**Zestaw zadań**
- A) Kiedy Luciano wysłał swoją wiadomość w wątku forum o dylematach procesów oczyszczania?
- B) W wątku forum o dylematach procesów oczyszczania podmień „infekcji” na „choroby” w części, która zaczyna się od „Nie sądzę, abyś” i ciągnie się aż do „morale wzrosło -:)”, a następnie podaj tę część.

**Fragment tekstu**
Tytuł: Odp: Dylematy procesów oczyszczania
Wiadomość wysłana przez: Gibbon 20-03-2018, 14:32
Wszystko gra, niezła kumulacja, niejeden latami czeka i czeka... Nie ma tragedii, tylko następnym razem już bez antybiotyku.


Tytuł: Odp: Dylematy procesów oczyszczania
Wiadomość wysłana przez: Luciano 20-03-2018, 15:31
Cytat
Czy antybiotyk bardzo mnie cofnął czy zaprzepaścił oczyszczanie a może to nie było oczyszczanie?Ciekaw jestem Waszej opinii.
Nie sądzę, abyś sobie specjalnie jakoś biedy narobił. Bądź co bądź większą część tej mega infekcji przeszedłeś bez antybiotyku. Ja rozumiem twoją sytuację i nie widzę powodu do wyrzutów sumienia, które z resztą, nawet uzasadnione, nie wnoszą nic dobrego.


Tytuł: Odp: Dylematy procesów oczyszczania
Wiadomość wysłana przez: Mikkanen 21-03-2018, 08:54
Dzięki Panowie, już mi lepiej, morale wzrosło -:)

**Podane wiersze**
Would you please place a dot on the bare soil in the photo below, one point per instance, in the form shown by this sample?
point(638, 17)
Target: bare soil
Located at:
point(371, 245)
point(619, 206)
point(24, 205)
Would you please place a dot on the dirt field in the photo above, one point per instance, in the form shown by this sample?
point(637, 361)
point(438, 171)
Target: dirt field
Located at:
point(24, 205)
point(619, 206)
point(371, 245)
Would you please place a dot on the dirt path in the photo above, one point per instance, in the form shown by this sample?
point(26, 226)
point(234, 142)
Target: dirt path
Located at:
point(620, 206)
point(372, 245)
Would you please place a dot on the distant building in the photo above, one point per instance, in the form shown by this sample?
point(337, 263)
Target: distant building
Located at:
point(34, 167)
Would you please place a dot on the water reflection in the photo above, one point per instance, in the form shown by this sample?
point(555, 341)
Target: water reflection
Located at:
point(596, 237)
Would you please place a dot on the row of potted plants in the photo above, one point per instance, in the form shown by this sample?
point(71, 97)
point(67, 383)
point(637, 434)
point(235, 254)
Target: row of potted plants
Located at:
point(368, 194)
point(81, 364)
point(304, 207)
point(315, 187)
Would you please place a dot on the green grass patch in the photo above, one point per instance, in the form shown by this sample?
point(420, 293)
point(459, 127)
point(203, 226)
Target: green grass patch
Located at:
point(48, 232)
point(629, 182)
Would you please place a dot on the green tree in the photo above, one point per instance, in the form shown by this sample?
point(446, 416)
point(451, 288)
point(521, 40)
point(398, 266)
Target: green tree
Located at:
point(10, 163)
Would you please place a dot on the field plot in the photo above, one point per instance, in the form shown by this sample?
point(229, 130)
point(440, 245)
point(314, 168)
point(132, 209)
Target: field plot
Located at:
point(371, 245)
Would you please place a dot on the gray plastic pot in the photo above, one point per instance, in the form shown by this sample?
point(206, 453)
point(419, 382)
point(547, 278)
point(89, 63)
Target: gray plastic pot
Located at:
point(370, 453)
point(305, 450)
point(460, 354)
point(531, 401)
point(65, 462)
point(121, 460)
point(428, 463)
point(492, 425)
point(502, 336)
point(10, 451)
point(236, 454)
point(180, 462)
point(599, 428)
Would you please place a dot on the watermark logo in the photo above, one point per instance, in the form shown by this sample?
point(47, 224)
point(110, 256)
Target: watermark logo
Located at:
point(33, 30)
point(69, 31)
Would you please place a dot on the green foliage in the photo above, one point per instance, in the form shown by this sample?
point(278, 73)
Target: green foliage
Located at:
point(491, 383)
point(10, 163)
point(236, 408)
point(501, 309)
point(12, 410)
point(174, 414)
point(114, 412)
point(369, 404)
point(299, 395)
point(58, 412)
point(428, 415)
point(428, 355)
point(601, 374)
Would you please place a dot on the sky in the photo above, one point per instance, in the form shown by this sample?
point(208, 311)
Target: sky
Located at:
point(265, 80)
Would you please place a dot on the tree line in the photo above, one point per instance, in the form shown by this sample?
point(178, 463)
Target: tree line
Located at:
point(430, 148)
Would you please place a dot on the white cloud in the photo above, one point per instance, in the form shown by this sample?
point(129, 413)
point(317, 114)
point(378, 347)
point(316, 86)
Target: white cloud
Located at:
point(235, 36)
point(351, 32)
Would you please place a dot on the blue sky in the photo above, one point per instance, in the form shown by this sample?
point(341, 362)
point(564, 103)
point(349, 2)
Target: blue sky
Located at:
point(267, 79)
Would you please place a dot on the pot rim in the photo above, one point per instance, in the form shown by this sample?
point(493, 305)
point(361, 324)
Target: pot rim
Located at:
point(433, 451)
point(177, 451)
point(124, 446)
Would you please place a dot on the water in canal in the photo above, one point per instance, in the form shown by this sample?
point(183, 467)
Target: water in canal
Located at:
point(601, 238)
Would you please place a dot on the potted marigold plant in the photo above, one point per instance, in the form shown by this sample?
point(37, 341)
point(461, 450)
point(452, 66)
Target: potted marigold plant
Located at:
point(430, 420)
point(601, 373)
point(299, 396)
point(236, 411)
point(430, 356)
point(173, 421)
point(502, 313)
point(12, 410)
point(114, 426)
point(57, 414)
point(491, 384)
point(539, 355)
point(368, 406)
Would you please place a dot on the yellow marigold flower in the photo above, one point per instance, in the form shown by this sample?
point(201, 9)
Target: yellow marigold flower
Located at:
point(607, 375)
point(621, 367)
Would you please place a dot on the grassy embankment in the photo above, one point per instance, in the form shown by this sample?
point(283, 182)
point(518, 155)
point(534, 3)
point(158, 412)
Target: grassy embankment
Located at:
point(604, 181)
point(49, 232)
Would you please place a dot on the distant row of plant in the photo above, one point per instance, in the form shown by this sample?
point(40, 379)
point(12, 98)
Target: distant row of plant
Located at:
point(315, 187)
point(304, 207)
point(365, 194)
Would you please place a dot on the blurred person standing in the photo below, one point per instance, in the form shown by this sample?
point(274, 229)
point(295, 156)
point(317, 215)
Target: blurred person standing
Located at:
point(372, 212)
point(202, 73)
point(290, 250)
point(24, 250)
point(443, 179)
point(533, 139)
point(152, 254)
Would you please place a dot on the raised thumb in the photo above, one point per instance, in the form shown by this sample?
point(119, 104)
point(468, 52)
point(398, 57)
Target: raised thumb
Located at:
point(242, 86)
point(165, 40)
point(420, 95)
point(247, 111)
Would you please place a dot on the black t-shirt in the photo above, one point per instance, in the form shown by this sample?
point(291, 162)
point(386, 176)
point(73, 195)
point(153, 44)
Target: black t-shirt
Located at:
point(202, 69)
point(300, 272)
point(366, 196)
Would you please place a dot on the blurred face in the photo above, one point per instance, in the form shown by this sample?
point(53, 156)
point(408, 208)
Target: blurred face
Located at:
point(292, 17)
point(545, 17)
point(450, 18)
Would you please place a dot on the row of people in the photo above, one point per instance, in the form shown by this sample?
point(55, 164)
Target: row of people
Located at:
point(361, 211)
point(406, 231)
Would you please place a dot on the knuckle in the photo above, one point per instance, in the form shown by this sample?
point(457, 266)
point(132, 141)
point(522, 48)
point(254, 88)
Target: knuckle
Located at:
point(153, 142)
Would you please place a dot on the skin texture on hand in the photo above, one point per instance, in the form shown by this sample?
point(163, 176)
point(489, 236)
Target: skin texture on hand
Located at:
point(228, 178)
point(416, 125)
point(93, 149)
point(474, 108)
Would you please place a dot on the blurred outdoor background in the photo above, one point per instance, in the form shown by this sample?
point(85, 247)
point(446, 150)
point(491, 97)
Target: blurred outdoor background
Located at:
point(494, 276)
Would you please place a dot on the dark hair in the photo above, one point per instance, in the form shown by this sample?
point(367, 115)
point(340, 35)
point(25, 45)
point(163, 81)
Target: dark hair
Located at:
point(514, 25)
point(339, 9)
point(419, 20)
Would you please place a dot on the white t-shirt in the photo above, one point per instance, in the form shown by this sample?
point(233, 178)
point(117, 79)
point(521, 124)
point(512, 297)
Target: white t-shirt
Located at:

**Odpowiedzi do zadań**
- A) 20-03-2018, 15:31

- B)
Nie sądzę, abyś sobie specjalnie jakoś biedy narobił. Bądź co bądź większą część tej mega choroby przeszedłeś bez antybiotyku. Ja rozumiem twoją sytuację i nie widzę powodu do wyrzutów sumienia, które z resztą, nawet uzasadnione, nie wnoszą nic dobrego.


Tytuł: Odp: Dylematy procesów oczyszczania
Wiadomość wysłana przez: Mikkanen 21-03-2018, 08:54
Dzięki Panowie, już mi lepiej, morale wzrosło -:)